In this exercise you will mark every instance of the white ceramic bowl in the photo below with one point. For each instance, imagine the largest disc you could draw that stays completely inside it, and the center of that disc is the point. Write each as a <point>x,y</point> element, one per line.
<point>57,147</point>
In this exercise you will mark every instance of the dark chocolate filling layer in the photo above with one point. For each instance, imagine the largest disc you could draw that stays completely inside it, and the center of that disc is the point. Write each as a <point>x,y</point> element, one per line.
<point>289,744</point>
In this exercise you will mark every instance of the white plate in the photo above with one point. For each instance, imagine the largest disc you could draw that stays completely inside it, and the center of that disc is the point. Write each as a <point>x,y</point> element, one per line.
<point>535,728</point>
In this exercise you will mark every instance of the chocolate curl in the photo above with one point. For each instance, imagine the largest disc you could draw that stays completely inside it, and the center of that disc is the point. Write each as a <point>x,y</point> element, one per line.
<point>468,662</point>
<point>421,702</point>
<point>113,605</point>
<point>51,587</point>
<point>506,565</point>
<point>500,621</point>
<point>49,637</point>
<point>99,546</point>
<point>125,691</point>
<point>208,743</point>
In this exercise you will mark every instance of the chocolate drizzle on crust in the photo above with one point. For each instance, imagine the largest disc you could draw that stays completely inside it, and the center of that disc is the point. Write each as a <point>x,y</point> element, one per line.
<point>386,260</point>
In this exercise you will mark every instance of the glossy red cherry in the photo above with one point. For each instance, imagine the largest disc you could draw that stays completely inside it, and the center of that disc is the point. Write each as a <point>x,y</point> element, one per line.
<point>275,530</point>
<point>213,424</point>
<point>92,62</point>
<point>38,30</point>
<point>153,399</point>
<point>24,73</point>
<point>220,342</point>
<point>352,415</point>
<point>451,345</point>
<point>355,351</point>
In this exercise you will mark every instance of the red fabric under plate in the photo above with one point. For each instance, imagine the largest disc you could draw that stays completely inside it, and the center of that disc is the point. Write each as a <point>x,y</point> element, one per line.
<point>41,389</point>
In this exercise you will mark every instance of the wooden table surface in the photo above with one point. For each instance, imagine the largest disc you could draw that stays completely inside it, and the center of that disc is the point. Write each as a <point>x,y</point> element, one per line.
========
• _Work to complete_
Transcribe the records above exactly, but only from the line that contains "In this exercise you will mark every instance of the glossy" through their final line, inclusive.

• _Result of this task_
In this exercise you will mark every instance of the glossy red cherry in the photo above with one point. For each instance, imagine the largest disc you could draw that stays completely inside it, and the center of that disc is the point. Write each as a <point>x,y</point> element, one per line.
<point>275,530</point>
<point>213,424</point>
<point>92,62</point>
<point>38,30</point>
<point>153,399</point>
<point>24,73</point>
<point>220,342</point>
<point>352,415</point>
<point>451,345</point>
<point>355,351</point>
In this exercise you will mark every instance of the red fabric under plate in the photo above with one point. For each instance, imagine the largest disc you could draw that stays completely inside it, and the center of that disc is the point. Write each as a <point>x,y</point> element, one per line.
<point>41,389</point>
In this exercise you will mark every instance of the wooden table surface in the photo above with one point. For each instance, imagine the largest disc you could draw that stays completely inside it, and the center of that disc is the point. Write each as a <point>x,y</point> element, one per line.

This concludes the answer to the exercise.